+++ Excerpt to read +++

Top image: Research Design Architects, Useful Beauty, 1993-2009 – ongoing collection of mouse traps from around the world
The holy grail of invention is the mousetrap: every year 400 patents are filed worldwide for new designs. Our interest is more mundane: collection requires hunting out shops and streets that we would not otherwise see; it involves talking to people or drawing if there are language barriers. It has lead to donations. We learn strange (insignificant but interesting) facts: most of our French traps are cages made by French prisoners. Some of these are lovingly made, others not so with key trapping parts missing.
Charlie MacKeith is an architect and the director of Research Design [architecture]. He divides his time between working from studios in Lee, southeast London and his studio within Art Gene.
Charlie has collaborated with Art Gene on many projects. He was lead architect on developing our main gallery, in 2009.
Most recently, his work around war memorials (in 2013, Charlie won a prestigious competition to design a paving stone commemorating recipients of the Victoria Cross) has fed into the artwork One for Sorrow, a large component of our Fort Walney, Uncovered project.
The most important thing about a building is not how it looks but how it provides a setting for the activities happening within or around it. A really good building enhances activity.
It is by working with and for artists that we have learnt that observation of the small details of human life and interaction create the unusual and exciting incidents in a project. Artists have taught us the value of skills developed in our professional training: close observation and analysis. We are limited, however, in the expression of these insights by our formal training.

+++ Data for analysis +++

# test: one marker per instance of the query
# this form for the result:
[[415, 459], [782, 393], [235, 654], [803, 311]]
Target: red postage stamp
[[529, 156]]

+++
+++ Data for analysis +++

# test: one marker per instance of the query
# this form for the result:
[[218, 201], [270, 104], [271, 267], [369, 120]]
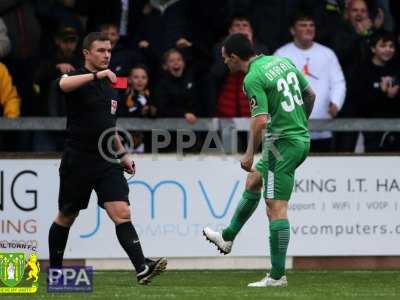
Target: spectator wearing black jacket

+++

# Exercises to complete:
• a. In the Charlie MacKeith profile, how many patents are filed worldwide every year for new mousetrap designs?
• b. Using the Charlie MacKeith profile, explain in one to three sentences why collecting mousetraps appeals to the architects.
• c. Copy the stretch of the Charlie MacKeith profile from "Charlie MacKeith is" through "gallery, in 2009." word for word.

# Answers to the exercise:
• a. 400 patents are filed worldwide every year.

• b. Collecting sends them hunting out shops and streets they would not otherwise see, and it involves talking to people or drawing when there are language barriers. It has also led to donations and taught them strange facts, such as that most of their French traps are cages made by French prisoners.

• c.
Charlie MacKeith is an architect and the director of Research Design [architecture]. He divides his time between working from studios in Lee, southeast London and his studio within Art Gene.
Charlie has collaborated with Art Gene on many projects. He was lead architect on developing our main gallery, in 2009.